Please email Katherine Lato or Erica Snider for any corrections or additions to these notes.

January 30, 2024

The January 2024 LArSoft Offline Leads status update was handled via email and a google document. 

LArSoft – Erica Snider

  • Work is proceeding to accelerate DUNE physics processing using GPUs for select LArSoft algorithms, starting with the PDFastSimPAR module. The plan is to first  optimize serial execution, then parallelize on CPUs, and if needed to achieve performance goals, parallelize on GPUs. There will be update reports at both LArSoft Coordination Meeting and within DUNE FD reco group this month.
  • A new machine learning algorithm, NuGraph2, is available within LArSoft. The algorithm performs hit classification and clustering using a GNN, and is being developed for use in MicroBooNE, and will be used in ICARUS later. Details were discussed at the Dec 12 LCM. Documentation on the algorithm and how to use it will be posted to LArSoft.org in coming weeks.
● ● ● ● ●
Tasks to carry out
**A.** Do these statements agree with the LArSoft status update? Answer yes or no for each, and quote the words of the update that decide it. (i) The January 2024 update was handled in a meeting. (ii) The GPU work starts with the PDFastSimPAR module. (iii) NuGraph2 is already in use in ICARUS.
**B.** Continue the LArSoft status update after its last sentence.
The data that follow are separate material and not part of the LArSoft status update.

Supplied information
● ● ● ● ●
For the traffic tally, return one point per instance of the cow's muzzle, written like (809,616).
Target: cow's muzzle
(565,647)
● ● ● ● ●
Final answers
**A.**
(i) No: "was handled via email and a google document."
(ii) Yes: "starting with the PDFastSimPAR module."
(iii) No: "will be used in ICARUS later."

**B.**
  • A Spack build of LArSoft became available last month. SciSoft is planning to provide a tutorial on how to build experiment code under Spack using this new release. Experiments wishing to participate will need to use machines under AL9 to run the builds.
  • Geometry re-factoring:  working on completing documentation, the last step needed prior to releasing it as a LArSoft v10 release candidate for experiment validation.

DUNE – Heidi Schellman, Tingjun Yang, Tom Junk

DUNE will start work this period on the Spack migration now that the LArSoft Spack build was made available.  We have already been in contact with Steve White, Marc Mengel, Patrick Gartung and Kyle Knoepfel on the subject.  We will need to keep SL7 build nodes and interactive nodes as long as possible – there have been proposals to shut them down in March but we would like them longer.  We also are attending the container task force meetings and have a container that works for builds and will test the current worker node container again.

LArSoft comment:  The project pushed back on the original March 20 suggestion, and SCF Dept Head agreed to allow at least some build nodes to remain up beyond that date. A suggested compromise shutdown date is mid-May. LArSoft (tentatively) responded that this would be acceptable. EOL is end of June.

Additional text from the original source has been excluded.